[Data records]
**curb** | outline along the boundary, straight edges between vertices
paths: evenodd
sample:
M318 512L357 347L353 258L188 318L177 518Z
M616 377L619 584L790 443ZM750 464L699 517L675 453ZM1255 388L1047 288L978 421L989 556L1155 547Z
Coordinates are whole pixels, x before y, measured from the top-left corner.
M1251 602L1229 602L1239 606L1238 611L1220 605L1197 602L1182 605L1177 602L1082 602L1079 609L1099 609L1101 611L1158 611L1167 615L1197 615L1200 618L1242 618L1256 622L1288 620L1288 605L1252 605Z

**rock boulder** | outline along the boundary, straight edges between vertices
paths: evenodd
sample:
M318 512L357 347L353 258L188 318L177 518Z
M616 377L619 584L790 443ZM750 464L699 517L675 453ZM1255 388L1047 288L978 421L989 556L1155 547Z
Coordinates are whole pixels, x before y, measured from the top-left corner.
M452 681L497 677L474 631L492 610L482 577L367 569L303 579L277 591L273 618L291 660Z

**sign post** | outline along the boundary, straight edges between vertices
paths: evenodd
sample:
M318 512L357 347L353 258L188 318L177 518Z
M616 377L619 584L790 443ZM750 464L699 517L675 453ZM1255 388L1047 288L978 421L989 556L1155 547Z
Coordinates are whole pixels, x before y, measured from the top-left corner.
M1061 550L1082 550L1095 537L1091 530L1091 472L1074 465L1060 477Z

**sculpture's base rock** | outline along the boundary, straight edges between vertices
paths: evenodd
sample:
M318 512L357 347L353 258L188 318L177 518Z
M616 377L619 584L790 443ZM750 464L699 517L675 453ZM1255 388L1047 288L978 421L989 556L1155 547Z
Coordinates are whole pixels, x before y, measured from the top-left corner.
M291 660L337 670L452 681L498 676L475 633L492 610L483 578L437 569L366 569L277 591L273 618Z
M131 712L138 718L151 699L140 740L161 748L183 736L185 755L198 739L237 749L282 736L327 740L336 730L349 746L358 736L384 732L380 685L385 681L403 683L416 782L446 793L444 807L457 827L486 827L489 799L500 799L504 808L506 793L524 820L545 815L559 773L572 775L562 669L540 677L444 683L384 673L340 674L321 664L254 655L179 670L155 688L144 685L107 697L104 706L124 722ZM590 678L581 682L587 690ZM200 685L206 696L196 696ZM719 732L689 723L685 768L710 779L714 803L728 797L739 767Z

EXERCISE AIM: Please count the lines in the listing above that contain the string "outline", treating uppercase and lowercase as different, and reply with only the number.

SOLUTION TO THIS EXERCISE: 4